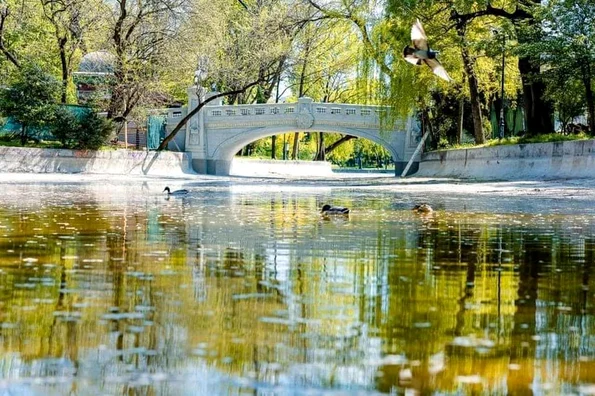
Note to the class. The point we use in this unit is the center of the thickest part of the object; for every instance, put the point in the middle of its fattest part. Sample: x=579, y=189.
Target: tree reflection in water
x=120, y=292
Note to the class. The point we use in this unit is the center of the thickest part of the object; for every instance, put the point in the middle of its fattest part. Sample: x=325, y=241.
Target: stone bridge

====

*What you have to do*
Please copy every entry above word for word, leaving out the pictures.

*Written response*
Note to the class. The point we use in this unit is the center of the thickest part of the object; for every instance, put the point in the middle of its fattest part. Sample: x=579, y=189.
Target: tree reflection in water
x=120, y=292
Note to the class. The point we use in this unit is the center of the thickest part of the object; for every instance, put the point in the middle of its fattest part. Sample: x=325, y=241.
Target: stone bridge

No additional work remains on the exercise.